Stored entries:
* * *
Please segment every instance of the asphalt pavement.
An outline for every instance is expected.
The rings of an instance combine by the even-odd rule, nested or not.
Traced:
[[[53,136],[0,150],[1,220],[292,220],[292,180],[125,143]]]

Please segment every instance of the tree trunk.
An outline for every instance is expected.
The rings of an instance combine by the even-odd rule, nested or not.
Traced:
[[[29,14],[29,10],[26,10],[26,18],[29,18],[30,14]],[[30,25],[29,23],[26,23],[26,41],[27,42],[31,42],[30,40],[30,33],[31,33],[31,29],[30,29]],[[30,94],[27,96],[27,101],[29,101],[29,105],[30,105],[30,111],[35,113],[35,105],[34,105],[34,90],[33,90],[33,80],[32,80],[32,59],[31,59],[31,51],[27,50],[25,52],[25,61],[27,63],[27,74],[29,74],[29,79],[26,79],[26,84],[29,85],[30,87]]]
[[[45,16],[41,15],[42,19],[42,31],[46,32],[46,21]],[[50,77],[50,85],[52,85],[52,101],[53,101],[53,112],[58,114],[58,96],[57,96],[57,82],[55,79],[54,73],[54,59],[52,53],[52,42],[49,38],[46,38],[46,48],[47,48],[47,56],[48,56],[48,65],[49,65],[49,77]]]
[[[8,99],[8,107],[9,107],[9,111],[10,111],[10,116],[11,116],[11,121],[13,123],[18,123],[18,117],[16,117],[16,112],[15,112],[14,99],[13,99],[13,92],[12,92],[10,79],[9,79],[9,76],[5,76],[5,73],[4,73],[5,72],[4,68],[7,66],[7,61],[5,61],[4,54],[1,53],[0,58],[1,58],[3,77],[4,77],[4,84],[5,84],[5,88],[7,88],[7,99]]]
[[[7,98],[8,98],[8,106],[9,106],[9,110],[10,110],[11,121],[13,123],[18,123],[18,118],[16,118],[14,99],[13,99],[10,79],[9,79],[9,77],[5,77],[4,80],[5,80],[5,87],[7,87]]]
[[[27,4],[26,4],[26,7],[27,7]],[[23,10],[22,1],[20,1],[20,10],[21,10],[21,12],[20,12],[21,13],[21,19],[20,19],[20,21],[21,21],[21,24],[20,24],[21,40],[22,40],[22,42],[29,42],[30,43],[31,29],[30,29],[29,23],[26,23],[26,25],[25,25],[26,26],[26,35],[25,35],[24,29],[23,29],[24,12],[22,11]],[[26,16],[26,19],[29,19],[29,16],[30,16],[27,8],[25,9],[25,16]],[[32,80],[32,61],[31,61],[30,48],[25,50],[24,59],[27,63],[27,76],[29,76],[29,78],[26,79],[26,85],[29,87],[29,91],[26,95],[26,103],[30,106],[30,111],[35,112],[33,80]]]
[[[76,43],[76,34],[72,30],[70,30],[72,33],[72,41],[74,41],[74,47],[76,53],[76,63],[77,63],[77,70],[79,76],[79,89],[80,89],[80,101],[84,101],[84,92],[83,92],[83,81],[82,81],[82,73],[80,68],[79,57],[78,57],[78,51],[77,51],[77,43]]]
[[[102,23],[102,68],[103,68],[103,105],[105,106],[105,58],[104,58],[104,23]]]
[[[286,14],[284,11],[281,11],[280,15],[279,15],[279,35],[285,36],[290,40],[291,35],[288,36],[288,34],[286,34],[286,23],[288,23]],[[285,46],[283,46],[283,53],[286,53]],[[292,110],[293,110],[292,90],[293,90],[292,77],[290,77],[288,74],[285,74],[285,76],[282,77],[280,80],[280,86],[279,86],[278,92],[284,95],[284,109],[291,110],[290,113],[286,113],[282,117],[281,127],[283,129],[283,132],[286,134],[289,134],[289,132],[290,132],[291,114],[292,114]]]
* * *
TASK REQUIREMENTS: Could you convert the records above into a numbered list, one line per item and no blank lines?

CORRECT ANSWER:
1. Please segment every instance of the asphalt pavement.
2. An outline for every instance is expected.
3. The rings of an instance combine by the even-odd rule, nested or not.
4. Traced:
5. [[[53,136],[0,150],[1,220],[292,220],[292,180],[125,143]]]
6. Please segment every instance of the tree trunk.
7. An outline for every instance is expected.
8. The rings of an instance combine by the even-odd rule, nested or not.
9. Traced:
10. [[[29,14],[29,10],[26,10],[26,18],[29,18],[30,14]],[[30,25],[29,23],[26,23],[26,41],[27,42],[31,42],[30,40],[30,33],[31,33],[31,29],[30,29]],[[30,94],[27,96],[27,101],[29,101],[29,105],[30,105],[30,111],[35,113],[35,105],[34,105],[34,90],[33,90],[33,80],[32,80],[32,59],[31,59],[31,51],[27,50],[25,52],[25,61],[27,63],[27,74],[29,74],[29,79],[26,79],[26,84],[29,85],[30,87]]]
11. [[[45,16],[41,15],[42,19],[42,31],[46,32],[46,21]],[[50,77],[50,85],[52,85],[52,101],[53,101],[53,112],[58,114],[58,96],[57,96],[57,82],[55,79],[54,73],[54,59],[52,53],[52,42],[49,38],[46,38],[46,48],[47,48],[47,56],[48,56],[48,65],[49,65],[49,77]]]
12. [[[8,99],[8,107],[9,107],[9,111],[10,111],[10,116],[11,116],[11,121],[13,123],[18,123],[18,117],[16,117],[16,112],[15,112],[14,99],[13,99],[13,92],[12,92],[10,79],[9,79],[9,76],[5,76],[5,73],[4,73],[5,72],[4,68],[7,66],[7,61],[5,61],[4,54],[1,53],[0,58],[1,58],[3,77],[4,77],[4,84],[5,84],[5,88],[7,88],[7,99]]]
13. [[[7,98],[8,98],[8,106],[9,106],[9,110],[10,110],[11,121],[13,123],[18,123],[18,118],[16,118],[14,99],[13,99],[10,79],[9,79],[9,77],[5,77],[4,80],[5,80],[5,87],[7,87]]]
14. [[[27,4],[26,4],[26,7],[27,7]],[[23,10],[22,1],[20,1],[20,10],[21,10],[21,12],[20,12],[21,13],[21,19],[20,19],[20,21],[21,21],[21,24],[20,24],[21,40],[22,40],[22,42],[29,42],[30,43],[31,29],[30,29],[29,23],[26,23],[26,25],[25,25],[26,26],[26,35],[25,35],[24,29],[23,29],[24,12],[22,11]],[[26,16],[26,19],[29,19],[29,16],[30,16],[27,8],[25,9],[25,16]],[[32,80],[32,61],[31,61],[30,48],[25,50],[24,59],[27,63],[27,76],[29,76],[29,78],[26,79],[26,85],[29,87],[29,91],[26,95],[26,103],[30,106],[30,111],[35,112],[33,80]]]
15. [[[76,43],[76,34],[72,30],[70,30],[72,33],[72,41],[74,41],[74,47],[76,53],[76,63],[77,63],[77,70],[79,76],[79,89],[80,89],[80,101],[84,101],[84,92],[83,92],[83,81],[82,81],[82,73],[80,68],[79,57],[78,57],[78,51],[77,51],[77,43]]]
16. [[[102,23],[102,68],[103,68],[103,105],[105,106],[105,58],[104,58],[104,23]]]
17. [[[286,14],[284,11],[281,11],[280,15],[279,15],[279,35],[285,36],[290,40],[291,35],[288,36],[288,34],[286,34],[286,23],[288,23]],[[285,46],[283,46],[283,53],[286,53]],[[292,110],[293,110],[292,90],[293,90],[292,77],[290,77],[288,74],[285,74],[285,76],[282,77],[280,80],[280,86],[279,86],[278,92],[284,95],[284,109],[291,110],[290,113],[286,113],[282,117],[281,127],[283,129],[283,132],[286,134],[289,134],[289,132],[290,132],[291,114],[292,114]]]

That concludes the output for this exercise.